### Records to use:
..............................

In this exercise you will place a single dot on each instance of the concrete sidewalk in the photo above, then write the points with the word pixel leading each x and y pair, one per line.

..............................

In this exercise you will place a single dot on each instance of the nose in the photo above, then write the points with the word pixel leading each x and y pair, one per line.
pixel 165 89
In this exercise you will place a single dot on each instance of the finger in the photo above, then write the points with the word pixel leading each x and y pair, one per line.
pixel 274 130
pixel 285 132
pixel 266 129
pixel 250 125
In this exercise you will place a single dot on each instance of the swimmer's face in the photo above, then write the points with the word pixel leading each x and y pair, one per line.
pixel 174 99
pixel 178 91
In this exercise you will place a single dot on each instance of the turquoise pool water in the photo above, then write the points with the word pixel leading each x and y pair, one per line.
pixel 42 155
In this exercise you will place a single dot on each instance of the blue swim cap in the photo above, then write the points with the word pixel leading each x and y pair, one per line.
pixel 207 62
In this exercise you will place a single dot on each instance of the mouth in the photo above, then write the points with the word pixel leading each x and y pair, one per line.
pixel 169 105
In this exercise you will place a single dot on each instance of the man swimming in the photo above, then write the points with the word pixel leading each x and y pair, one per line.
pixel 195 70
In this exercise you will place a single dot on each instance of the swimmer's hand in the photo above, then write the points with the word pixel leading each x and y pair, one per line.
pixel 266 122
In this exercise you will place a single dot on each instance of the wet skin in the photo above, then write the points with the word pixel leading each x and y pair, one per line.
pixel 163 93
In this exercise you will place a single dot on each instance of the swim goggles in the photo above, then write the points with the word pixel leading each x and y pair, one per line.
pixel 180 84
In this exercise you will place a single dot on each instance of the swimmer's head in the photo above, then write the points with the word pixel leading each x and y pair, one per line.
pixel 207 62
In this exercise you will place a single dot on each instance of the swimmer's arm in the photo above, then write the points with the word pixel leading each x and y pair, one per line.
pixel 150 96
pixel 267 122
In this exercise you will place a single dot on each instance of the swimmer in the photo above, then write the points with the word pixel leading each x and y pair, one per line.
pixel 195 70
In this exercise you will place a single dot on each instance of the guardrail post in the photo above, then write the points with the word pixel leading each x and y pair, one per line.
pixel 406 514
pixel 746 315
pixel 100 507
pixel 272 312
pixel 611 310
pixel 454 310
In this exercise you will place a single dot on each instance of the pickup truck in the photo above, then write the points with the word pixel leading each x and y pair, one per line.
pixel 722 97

..............................

### Short problem:
Pull out every line of the items above that contains the word "skin", copying each line whole. Treat uppercase and lowercase as different.

### Exercise response:
In this exercise you will place a single dot on each instance of the wet skin in the photo above, then write the points with the word pixel leading each x and y pair, one per line.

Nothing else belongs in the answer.